◆ 本文:
------------------------

みなさんも知っている、ゲイツ、ジョブス、ピカソなど、この人たちにまつわる数字があります。この数字が何か、推測してください。……このクイズは絶対に誰も答えられないので答えを先に言いますと、「名言の数」です。「どれだけ名言を残しているのかな?」と名言サイトを調べてみたところ、これだけの名言があった。名言とは何か? みなさんは名言を持っていますか? 持ってそうですけど(笑)。

(会場笑)

名言というものは、なかなか言えるものではありません。自分の名言を言えるということは、よほど自分のことを振り返って、認識されているからこそ、アウトプットとして言葉にできているのだろうと解釈できる。

イチローも、意識的に行っているわけではないと思いますが、経験的にメタ認知をされているとすごく感じます。例えばイチローは、「自分が何をどう感じて、どのように打てているかを説明できた時、超一流の仲間入りができた」と言っています。これは、科学的に見ても素晴らしいと思います。「どう感じているか」、この「感じ」というのは、感情の部分の、感覚の重要性をしっかり捉えていると思われるからです。そこにプラスして認知思考面の、「説明する・言語化する」というところを合わせて、そこが理解できて初めて、「超一流になった」と言っている。これはメタ認知の一例として出しました。

このように、やはりメタ認知は重要だと思うのですが、それを考える上で、この2軸で考えてみると分かりやすいのでご紹介します。1つはy軸として、自分・他人軸で考える。これは自分を見る上でのベクトル、1つの軸として、自分・他人。もう1個は主観・客観の軸で表しています。

この「軸で考えて自分を捉える」という時に、日常生活で多いのは、他人から主観的に「お前はああだ」とか「こうだ」とか、もちろんこれはネガティブなこともあればポジティブなこともあると思うのですが、そのようにある個人の評価がされる。あるいはそれを、客観的に売上という営業成績や、テストの点数などでその人の評価が下される。

------------------------

保存済みデータ項目:
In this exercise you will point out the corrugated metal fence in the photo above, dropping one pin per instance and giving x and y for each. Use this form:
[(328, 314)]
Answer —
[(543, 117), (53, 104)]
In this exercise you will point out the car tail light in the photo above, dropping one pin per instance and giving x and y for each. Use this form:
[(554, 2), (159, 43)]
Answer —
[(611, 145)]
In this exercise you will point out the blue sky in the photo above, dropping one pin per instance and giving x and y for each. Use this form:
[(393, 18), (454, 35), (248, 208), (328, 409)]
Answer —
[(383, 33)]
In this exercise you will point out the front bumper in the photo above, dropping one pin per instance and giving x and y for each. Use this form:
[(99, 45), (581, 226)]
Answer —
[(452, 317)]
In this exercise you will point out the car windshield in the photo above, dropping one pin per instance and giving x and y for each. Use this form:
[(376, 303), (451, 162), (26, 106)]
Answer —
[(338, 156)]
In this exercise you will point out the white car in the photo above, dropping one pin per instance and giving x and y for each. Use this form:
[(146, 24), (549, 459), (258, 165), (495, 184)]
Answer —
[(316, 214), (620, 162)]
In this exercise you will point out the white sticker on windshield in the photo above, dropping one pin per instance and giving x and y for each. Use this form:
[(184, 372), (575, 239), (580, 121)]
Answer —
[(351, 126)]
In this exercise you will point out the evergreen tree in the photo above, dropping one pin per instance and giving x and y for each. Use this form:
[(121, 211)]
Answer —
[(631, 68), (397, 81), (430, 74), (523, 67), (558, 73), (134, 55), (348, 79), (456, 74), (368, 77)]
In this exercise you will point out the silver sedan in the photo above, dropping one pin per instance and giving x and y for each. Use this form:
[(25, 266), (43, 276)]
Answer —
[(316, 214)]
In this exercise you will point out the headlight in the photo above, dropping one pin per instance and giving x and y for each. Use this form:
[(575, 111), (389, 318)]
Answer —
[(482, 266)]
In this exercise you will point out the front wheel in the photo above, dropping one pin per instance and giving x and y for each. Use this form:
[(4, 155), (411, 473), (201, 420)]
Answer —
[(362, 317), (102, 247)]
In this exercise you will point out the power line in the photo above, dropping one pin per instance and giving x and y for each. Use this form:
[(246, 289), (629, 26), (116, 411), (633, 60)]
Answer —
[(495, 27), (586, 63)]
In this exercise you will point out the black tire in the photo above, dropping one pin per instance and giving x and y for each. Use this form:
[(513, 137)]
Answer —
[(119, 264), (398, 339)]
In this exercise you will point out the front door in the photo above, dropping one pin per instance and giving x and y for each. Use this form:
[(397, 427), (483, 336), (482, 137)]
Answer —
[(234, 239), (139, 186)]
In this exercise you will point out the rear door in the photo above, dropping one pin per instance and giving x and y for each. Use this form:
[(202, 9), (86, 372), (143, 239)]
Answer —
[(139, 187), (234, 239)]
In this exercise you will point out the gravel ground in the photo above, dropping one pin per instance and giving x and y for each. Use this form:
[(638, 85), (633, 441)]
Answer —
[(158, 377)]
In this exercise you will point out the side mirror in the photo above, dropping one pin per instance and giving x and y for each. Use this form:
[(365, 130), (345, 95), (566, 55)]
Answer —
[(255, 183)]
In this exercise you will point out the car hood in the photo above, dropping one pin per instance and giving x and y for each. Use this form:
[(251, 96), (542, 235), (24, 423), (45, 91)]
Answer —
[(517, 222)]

------------------------

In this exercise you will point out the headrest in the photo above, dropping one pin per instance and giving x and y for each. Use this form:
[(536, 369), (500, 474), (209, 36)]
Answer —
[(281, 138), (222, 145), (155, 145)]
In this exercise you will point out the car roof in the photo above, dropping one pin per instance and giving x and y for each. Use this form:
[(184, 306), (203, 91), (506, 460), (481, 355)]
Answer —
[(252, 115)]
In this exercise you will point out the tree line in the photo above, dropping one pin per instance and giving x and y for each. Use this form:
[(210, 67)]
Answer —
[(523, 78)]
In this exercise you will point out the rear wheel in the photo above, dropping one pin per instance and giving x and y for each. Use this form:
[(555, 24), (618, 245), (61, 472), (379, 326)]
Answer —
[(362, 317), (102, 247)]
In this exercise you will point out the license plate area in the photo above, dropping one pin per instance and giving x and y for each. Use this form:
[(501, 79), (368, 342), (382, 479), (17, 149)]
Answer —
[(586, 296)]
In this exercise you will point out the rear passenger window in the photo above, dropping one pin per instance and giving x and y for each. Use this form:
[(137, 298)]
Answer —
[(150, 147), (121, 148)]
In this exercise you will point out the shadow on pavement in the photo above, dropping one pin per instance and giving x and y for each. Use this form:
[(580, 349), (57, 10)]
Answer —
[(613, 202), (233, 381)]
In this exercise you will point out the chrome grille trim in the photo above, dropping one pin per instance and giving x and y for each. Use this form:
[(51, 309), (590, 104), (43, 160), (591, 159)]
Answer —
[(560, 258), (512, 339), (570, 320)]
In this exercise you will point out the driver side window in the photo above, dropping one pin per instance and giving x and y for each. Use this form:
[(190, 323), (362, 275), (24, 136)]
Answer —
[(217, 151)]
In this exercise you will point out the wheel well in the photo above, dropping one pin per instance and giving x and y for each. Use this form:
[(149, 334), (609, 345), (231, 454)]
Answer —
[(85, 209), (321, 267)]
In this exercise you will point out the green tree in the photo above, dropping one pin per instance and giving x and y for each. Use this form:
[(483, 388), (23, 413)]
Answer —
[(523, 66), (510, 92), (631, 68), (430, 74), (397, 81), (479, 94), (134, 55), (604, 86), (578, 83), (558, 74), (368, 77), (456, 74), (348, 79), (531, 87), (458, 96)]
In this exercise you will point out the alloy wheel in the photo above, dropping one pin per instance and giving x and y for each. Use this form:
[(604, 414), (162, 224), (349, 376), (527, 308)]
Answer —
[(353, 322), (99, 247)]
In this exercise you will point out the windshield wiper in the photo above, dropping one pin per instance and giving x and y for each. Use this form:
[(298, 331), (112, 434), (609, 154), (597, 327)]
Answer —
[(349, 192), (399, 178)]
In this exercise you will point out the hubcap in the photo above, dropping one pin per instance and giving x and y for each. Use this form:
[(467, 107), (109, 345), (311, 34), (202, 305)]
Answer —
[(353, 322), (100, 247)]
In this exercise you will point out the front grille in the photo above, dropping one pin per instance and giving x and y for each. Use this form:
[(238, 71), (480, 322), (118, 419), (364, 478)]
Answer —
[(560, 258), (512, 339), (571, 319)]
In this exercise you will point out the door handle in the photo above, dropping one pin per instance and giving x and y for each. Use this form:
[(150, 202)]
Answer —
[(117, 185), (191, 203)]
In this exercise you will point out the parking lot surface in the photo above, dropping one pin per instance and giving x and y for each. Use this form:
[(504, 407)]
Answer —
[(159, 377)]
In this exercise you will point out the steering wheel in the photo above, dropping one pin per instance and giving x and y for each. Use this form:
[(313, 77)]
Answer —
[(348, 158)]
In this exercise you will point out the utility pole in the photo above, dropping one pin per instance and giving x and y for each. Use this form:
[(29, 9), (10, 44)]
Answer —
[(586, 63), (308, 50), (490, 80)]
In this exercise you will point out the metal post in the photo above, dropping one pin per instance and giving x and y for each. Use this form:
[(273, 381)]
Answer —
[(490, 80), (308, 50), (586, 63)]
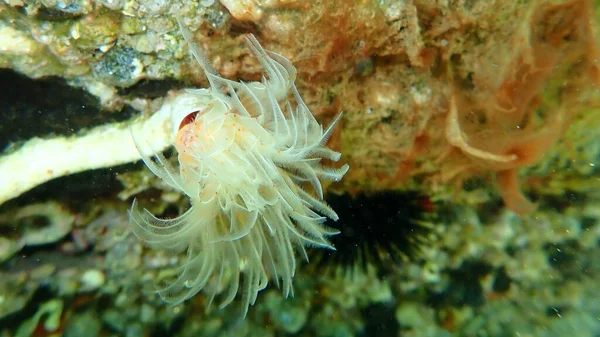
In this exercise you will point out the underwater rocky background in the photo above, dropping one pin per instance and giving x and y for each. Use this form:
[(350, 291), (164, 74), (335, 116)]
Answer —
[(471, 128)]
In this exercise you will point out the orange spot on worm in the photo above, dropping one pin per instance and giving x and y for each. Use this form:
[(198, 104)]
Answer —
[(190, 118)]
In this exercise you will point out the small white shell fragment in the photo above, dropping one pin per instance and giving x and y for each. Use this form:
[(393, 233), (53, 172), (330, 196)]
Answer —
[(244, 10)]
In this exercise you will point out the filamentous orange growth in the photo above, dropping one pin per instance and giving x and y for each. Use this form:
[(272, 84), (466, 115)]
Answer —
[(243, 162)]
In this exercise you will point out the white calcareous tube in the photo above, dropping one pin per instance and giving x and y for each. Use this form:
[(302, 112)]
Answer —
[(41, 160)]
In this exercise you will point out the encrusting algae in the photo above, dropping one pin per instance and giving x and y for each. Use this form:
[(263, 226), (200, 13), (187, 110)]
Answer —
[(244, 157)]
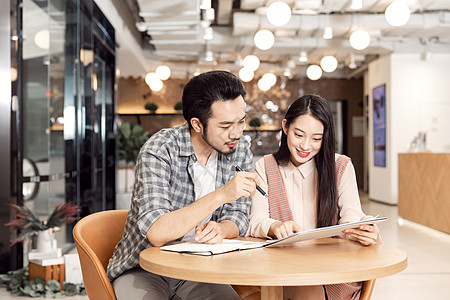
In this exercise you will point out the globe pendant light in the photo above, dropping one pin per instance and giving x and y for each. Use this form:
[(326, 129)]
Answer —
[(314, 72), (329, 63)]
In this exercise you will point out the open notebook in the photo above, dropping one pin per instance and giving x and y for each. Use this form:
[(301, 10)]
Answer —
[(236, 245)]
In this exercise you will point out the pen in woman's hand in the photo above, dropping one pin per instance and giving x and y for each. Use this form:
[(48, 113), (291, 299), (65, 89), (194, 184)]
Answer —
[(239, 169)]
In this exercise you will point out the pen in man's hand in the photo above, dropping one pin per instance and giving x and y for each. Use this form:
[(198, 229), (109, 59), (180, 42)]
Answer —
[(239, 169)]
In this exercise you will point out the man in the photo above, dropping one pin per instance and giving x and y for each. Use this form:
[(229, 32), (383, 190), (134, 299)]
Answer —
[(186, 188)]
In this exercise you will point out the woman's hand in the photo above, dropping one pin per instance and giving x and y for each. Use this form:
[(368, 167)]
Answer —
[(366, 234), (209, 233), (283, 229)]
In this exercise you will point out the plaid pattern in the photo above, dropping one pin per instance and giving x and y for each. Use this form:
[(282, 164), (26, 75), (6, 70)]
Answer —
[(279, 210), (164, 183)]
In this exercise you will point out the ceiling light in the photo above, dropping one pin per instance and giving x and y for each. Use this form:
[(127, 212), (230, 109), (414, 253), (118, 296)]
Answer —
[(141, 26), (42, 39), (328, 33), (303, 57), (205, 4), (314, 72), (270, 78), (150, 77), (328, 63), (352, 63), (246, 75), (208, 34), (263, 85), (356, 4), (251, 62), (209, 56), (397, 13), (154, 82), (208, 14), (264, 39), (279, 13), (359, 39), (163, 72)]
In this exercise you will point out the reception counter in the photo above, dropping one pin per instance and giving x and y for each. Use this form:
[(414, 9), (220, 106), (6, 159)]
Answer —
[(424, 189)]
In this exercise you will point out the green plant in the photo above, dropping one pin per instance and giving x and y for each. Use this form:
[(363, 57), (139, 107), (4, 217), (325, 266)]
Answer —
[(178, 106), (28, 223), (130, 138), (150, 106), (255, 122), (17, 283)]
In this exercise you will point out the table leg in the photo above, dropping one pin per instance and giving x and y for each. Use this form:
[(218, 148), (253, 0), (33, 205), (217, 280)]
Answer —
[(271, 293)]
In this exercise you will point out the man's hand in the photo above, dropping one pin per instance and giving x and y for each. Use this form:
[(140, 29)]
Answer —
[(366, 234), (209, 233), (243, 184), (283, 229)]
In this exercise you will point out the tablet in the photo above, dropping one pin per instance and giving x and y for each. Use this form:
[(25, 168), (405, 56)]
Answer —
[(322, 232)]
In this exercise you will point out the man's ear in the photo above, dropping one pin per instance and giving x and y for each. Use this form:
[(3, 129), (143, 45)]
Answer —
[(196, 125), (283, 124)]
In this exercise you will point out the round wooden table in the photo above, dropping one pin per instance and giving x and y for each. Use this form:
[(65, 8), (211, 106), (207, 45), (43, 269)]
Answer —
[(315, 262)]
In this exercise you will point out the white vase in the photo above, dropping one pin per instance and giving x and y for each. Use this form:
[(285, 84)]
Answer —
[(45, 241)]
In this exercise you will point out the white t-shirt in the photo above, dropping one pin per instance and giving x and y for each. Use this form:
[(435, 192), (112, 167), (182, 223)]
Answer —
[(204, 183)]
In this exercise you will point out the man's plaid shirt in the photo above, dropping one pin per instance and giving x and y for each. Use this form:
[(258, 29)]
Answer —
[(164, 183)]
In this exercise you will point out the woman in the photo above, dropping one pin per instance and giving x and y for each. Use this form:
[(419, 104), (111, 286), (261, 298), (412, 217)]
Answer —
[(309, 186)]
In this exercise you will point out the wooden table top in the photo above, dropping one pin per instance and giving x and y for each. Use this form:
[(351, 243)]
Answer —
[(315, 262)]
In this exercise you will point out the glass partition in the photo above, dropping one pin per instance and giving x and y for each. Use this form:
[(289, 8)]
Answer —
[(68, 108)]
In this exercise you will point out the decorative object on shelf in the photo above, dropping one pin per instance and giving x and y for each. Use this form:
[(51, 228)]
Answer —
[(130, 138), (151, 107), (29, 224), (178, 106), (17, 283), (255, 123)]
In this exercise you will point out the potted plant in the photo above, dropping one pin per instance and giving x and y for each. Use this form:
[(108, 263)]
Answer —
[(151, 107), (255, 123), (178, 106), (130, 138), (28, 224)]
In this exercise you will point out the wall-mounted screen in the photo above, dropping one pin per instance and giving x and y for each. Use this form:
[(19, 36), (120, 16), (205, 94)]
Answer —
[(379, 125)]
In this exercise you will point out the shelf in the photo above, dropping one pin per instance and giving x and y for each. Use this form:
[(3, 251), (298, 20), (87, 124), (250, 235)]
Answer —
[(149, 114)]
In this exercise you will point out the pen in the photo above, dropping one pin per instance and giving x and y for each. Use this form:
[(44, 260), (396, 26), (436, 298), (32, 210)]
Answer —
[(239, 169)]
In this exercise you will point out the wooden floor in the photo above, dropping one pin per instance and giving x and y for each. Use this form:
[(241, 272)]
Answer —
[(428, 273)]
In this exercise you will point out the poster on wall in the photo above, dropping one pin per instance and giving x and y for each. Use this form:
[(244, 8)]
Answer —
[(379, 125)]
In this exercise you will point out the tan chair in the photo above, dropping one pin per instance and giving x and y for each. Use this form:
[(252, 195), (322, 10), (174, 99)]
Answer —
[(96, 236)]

------------------------

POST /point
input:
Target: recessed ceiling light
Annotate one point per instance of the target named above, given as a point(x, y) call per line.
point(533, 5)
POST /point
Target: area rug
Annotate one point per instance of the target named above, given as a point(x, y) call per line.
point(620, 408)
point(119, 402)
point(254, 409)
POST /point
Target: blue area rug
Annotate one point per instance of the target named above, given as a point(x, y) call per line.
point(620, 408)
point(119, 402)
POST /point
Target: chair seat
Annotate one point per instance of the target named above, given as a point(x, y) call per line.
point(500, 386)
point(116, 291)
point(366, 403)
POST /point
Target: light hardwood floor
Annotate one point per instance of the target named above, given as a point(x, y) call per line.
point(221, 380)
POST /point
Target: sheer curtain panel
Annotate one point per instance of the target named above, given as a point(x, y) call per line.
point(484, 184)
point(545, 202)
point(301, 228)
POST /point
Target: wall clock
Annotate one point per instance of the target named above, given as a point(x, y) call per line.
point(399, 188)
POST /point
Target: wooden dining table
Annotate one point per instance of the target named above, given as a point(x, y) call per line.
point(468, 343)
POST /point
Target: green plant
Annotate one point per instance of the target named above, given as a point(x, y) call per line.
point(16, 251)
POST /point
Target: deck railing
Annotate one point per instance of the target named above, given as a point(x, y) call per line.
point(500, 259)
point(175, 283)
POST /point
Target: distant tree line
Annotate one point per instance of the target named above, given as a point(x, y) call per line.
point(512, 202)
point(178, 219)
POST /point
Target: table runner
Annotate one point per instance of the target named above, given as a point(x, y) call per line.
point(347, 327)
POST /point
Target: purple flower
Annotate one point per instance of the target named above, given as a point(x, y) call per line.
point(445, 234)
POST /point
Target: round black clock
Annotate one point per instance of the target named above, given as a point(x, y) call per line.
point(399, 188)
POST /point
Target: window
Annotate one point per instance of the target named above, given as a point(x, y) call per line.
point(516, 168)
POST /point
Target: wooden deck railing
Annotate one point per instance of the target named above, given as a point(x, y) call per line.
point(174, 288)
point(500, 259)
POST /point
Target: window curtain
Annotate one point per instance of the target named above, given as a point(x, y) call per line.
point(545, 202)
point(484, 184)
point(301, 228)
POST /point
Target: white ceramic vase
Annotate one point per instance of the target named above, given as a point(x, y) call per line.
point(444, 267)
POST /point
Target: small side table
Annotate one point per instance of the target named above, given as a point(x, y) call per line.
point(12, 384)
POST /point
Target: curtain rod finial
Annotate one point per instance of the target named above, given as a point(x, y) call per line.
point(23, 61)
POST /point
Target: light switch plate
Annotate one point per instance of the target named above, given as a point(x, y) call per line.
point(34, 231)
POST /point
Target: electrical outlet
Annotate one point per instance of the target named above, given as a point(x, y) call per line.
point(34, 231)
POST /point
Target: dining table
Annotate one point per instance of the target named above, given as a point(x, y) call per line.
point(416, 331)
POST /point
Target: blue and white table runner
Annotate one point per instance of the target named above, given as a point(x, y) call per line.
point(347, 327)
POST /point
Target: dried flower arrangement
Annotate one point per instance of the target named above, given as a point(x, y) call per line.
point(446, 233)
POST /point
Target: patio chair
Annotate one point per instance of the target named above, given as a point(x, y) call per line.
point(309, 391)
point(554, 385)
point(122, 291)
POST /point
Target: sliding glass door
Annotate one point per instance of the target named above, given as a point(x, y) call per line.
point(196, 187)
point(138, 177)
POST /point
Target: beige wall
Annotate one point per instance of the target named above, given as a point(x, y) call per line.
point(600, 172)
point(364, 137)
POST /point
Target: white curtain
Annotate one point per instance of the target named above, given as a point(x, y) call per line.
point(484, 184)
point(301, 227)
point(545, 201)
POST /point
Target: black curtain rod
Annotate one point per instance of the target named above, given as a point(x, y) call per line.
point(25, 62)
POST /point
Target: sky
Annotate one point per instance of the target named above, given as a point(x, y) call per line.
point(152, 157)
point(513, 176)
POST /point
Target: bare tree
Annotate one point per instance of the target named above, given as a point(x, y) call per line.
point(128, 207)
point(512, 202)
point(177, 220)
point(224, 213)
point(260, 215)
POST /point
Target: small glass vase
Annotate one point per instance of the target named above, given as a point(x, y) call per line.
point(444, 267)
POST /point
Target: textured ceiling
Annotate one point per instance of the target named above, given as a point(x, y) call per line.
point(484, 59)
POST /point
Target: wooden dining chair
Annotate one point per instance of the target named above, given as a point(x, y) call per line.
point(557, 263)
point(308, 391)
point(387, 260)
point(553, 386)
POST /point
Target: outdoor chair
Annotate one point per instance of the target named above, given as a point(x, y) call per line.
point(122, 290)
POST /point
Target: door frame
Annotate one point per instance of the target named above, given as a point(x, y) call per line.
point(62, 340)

------------------------

◆ 課題一覧:
1) メタ認知についての本文で名前が挙がっている人物を、すべて書き出せ。
2) メタ認知についての本文から、「このように、やはりメタ認知は」から「どでその人の評価が下される。」まで（その語句を含む）を一字一句変えずに引用せよ。

◆ 解答一覧:
1) ゲイツ、ジョブス、ピカソ、イチロー

2)
このように、やはりメタ認知は重要だと思うのですが、それを考える上で、この2軸で考えてみると分かりやすいのでご紹介します。1つはy軸として、自分・他人軸で考える。これは自分を見る上でのベクトル、1つの軸として、自分・他人。もう1個は主観・客観の軸で表しています。

この「軸で考えて自分を捉える」という時に、日常生活で多いのは、他人から主観的に「お前はああだ」とか「こうだ」とか、もちろんこれはネガティブなこともあればポジティブなこともあると思うのですが、そのようにある個人の評価がされる。あるいはそれを、客観的に売上という営業成績や、テストの点数などでその人の評価が下される。